EXERCISE DIRECTIONS
Your task is to repeat all of the material exactly.
+++ MATERIAL
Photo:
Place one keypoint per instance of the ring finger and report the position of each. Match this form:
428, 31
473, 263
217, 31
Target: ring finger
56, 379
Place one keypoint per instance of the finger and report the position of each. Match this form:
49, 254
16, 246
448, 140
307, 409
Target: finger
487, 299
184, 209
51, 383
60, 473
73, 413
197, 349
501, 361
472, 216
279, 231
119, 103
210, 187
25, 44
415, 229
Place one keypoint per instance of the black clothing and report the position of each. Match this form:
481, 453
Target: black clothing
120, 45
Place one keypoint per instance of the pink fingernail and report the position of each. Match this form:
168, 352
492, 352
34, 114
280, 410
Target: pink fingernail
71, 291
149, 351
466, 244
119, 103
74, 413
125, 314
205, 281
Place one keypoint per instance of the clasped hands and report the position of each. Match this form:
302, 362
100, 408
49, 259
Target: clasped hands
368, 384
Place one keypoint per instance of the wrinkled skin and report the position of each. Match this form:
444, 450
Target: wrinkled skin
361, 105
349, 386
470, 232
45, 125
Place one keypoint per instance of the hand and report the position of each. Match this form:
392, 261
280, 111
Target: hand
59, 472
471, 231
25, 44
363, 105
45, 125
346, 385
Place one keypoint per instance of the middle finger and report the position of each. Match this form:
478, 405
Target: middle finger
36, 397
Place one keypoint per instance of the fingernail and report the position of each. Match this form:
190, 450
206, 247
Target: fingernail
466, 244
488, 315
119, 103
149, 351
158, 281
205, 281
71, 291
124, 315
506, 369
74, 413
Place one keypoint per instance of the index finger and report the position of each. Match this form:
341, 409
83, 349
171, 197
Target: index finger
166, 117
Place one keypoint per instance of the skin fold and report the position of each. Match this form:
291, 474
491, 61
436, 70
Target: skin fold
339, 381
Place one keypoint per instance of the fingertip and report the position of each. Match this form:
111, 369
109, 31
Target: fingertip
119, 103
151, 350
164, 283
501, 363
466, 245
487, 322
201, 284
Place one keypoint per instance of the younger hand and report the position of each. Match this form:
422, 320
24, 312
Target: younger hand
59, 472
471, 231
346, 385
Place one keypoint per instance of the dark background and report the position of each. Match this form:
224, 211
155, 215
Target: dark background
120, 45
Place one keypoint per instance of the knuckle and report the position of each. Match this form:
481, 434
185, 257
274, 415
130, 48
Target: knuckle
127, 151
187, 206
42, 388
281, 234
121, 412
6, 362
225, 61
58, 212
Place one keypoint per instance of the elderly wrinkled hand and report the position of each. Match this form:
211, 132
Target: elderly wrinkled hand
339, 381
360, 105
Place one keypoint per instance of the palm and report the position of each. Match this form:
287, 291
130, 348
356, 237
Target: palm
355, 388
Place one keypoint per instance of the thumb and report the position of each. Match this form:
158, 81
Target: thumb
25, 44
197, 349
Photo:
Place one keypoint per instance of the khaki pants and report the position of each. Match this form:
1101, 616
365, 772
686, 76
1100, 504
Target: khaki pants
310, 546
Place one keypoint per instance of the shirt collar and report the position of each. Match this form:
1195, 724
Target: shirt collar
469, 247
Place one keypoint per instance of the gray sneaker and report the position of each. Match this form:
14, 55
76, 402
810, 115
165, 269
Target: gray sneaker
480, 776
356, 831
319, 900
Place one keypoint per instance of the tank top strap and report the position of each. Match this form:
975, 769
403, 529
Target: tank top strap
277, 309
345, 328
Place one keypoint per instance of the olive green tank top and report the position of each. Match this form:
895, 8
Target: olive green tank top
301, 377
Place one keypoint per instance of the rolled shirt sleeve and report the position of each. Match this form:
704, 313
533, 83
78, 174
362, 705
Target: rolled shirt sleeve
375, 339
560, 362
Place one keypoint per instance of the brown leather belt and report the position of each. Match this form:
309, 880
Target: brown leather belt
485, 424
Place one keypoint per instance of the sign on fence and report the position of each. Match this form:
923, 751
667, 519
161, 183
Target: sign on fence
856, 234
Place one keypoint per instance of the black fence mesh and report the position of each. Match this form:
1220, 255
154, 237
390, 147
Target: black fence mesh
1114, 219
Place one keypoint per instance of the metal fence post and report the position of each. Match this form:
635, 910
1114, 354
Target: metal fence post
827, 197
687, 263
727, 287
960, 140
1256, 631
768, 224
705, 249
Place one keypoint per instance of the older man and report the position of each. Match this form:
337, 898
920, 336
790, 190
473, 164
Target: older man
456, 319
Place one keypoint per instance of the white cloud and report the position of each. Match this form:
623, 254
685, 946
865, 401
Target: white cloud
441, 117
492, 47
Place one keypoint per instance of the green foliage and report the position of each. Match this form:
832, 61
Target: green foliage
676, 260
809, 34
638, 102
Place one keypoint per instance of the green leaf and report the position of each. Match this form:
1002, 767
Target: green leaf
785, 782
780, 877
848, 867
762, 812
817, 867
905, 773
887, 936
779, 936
++++++
FINAL RESULT
Photo:
Place one keypoint per instance of the ring finger and report the position of each. Match this form:
428, 31
473, 263
217, 31
Target: ring finger
56, 379
Place one keypoint per instance of the finger and report the position of each. Match this form:
49, 254
16, 246
448, 140
307, 409
Target: finger
487, 299
184, 209
51, 383
60, 473
73, 413
197, 349
501, 361
472, 216
279, 231
119, 103
210, 187
25, 44
415, 229
Place one keypoint per instance of the black clothing and report the position of each. Match this form:
481, 453
Target: black clothing
120, 45
Place one keypoint per instance of the pink fingernail and report the position of each. Match this form:
168, 352
492, 352
34, 114
280, 410
Target: pink fingernail
71, 291
149, 351
466, 244
119, 103
74, 413
125, 314
205, 281
Place one keypoint per instance of the clasped hands and report the position of each. Match this form:
302, 362
100, 408
49, 259
Target: clasped hands
368, 384
Place one keypoint per instance of the wrinkled skin and report the position of each. Match this form:
444, 450
Target: wrinkled skin
361, 105
349, 386
470, 232
45, 125
Place one keypoint per instance of the hand and report the position of each. Match this form:
392, 261
280, 111
Target: hand
59, 472
471, 231
25, 44
363, 105
45, 125
346, 385
Place one keypoint per instance of the middle finger and report the position of each. Match this form:
478, 405
Target: middle finger
36, 397
Place one keypoint per instance of the fingernail and report the position of each. Match this form:
190, 450
206, 247
Target: fingernail
466, 244
488, 315
119, 103
149, 351
158, 281
205, 281
71, 291
124, 315
506, 369
74, 413
Place one keypoint per instance of the index finger and report the position of each. Match this form:
341, 409
83, 349
171, 197
Target: index finger
166, 117
Place one keypoint per instance of the skin fold and report the position of each. Match this form:
291, 474
491, 61
436, 70
Target: skin fold
339, 381
Place one keypoint per instance of the fingertip and report the position of each. Match this form:
111, 369
109, 31
Target: fingertip
119, 103
151, 350
164, 283
501, 363
466, 245
487, 322
201, 284
Place one keypoint per instance of the younger hand and report the position of each. Match this form:
422, 320
24, 312
Target: younger hand
59, 472
471, 231
346, 385
Place one keypoint per instance of the dark background and report the position of each. Match this form:
224, 211
155, 215
Target: dark background
120, 45
Place one keypoint per instance of the knuckle and report the position of each. Match this form:
481, 434
185, 257
274, 415
130, 48
Target: knuckle
127, 151
187, 206
42, 388
281, 234
121, 412
6, 362
225, 61
58, 212
Place one keypoint per instance of the elderly wrinkled hand and report the position of each. Match this form:
211, 132
Target: elderly wrinkled hand
339, 381
360, 105
Place one keypoint per instance of the palm and report the position of each. Match this form:
287, 291
130, 348
356, 237
Target: palm
355, 388
Place one keypoint per instance of the thumb and report the position of each. Match this form:
158, 81
Target: thumb
25, 44
197, 349
Photo:
Place one keypoint per instance of the khaki pants and report the position of each. Match this form:
1101, 616
365, 772
686, 76
1100, 504
Target: khaki pants
310, 546
Place one keypoint per instance of the shirt collar and report the position of each. Match this form:
1195, 724
Target: shirt collar
469, 247
Place one keypoint per instance of the gray sneaker and report the position of each. Match this form:
14, 55
76, 402
810, 115
165, 269
Target: gray sneaker
480, 776
356, 831
319, 900
Place one keypoint per instance of the tank top strap and report the position of each. Match this form:
975, 769
403, 529
Target: tank top strap
277, 309
345, 328
Place one keypoint per instance of the olive green tank top and report the position of each. Match this form:
895, 8
Target: olive green tank top
301, 377
Place one keypoint per instance of the rolled shirt sleeve and report the position of each. Match this form:
704, 313
533, 83
78, 174
362, 705
Target: rolled shirt sleeve
375, 339
560, 362
Place one keypoint per instance of the brown leather belt and report the position of each. Match this form:
309, 880
Target: brown leather belt
485, 424
Place one keypoint per instance of the sign on fence and report the position of each. Match this form:
923, 751
667, 519
161, 183
Target: sign on fence
856, 234
Place one keypoint per instance of the black fence mesh and report the position of each. Match this form:
1220, 255
154, 237
390, 147
Target: black fence mesh
1114, 219
Place one keypoint per instance of the metal fence post and report the position of each. Match this form:
635, 910
1114, 354
Target: metal fence post
827, 197
687, 263
727, 287
960, 140
1256, 631
768, 224
705, 249
Place one keypoint per instance of the older man and report the position of each. Match this form:
337, 898
920, 336
790, 190
473, 164
Target: older man
456, 319
Place one keypoint per instance of the white cloud and report the position of each. Match this form:
623, 254
685, 946
865, 401
Target: white cloud
441, 117
492, 47
Place one keypoint per instance of the green foliage and report the position of each. Match this form:
832, 61
Target: green foliage
676, 260
809, 34
638, 102
Place one keypoint per instance of the green leaf and report the position of each. Match this form:
1002, 767
Target: green leaf
785, 782
780, 877
848, 867
762, 812
817, 867
905, 773
887, 936
779, 936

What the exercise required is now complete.